> **EXERCISE DESCRIPTION**:
Reproduce the lines below without any changes, from the start of the rows through the line containing "column 407, row 411".

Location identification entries
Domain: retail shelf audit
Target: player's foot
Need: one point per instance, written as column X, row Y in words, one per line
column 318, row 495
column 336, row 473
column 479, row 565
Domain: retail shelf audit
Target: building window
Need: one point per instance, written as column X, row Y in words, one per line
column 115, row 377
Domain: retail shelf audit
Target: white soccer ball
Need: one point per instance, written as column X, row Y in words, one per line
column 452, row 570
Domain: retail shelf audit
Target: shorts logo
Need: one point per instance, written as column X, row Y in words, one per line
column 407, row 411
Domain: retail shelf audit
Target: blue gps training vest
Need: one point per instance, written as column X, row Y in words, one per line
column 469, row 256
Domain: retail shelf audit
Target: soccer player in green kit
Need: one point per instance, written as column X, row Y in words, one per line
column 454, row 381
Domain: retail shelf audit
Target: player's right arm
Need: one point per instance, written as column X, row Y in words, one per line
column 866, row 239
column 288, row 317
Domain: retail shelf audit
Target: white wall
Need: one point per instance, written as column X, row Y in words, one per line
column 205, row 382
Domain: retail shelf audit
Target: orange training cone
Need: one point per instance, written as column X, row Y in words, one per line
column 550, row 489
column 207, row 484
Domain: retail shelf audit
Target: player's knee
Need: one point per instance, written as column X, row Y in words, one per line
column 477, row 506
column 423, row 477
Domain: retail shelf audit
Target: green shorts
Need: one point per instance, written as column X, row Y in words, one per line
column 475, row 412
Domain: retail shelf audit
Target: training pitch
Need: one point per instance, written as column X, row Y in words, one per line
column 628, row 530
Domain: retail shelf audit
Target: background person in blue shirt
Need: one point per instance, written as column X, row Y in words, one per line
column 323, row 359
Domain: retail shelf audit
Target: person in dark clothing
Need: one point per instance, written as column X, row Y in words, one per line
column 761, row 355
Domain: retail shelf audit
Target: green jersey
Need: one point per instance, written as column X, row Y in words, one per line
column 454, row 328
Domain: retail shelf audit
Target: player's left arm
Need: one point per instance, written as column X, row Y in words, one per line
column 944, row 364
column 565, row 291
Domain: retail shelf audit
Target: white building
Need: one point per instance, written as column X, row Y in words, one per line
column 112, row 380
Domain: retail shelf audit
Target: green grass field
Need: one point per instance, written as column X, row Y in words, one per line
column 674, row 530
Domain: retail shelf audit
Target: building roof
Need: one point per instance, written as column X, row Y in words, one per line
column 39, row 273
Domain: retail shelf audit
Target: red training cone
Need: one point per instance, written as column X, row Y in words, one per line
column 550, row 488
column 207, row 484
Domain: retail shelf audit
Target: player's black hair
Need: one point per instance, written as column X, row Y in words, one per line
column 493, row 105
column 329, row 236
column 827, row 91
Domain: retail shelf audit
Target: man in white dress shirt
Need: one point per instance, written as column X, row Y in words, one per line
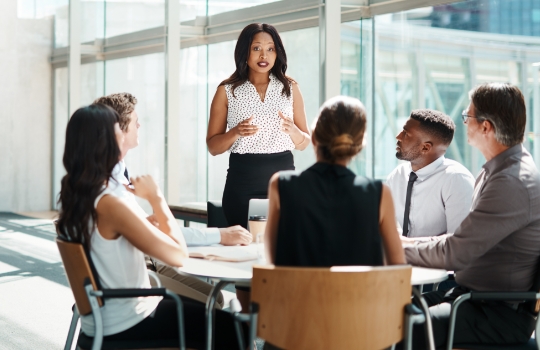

> **ANSWER TO THE EXERCISE**:
Domain: retail shelf audit
Target: player's foot
Need: one point per instance, written as column X, row Y in words, one per line
column 318, row 495
column 336, row 473
column 479, row 565
Domain: retail shelf audit
Target: building window
Need: one point per instance, written as column X, row Y in words, one per line
column 115, row 377
Domain: retail shelf audit
Target: white soccer ball
Need: one point per instance, written as column X, row Y in words, one per line
column 452, row 570
Domain: retail shelf audit
Target: shorts logo
Need: one point per instance, written as column X, row Y in words, one per line
column 407, row 411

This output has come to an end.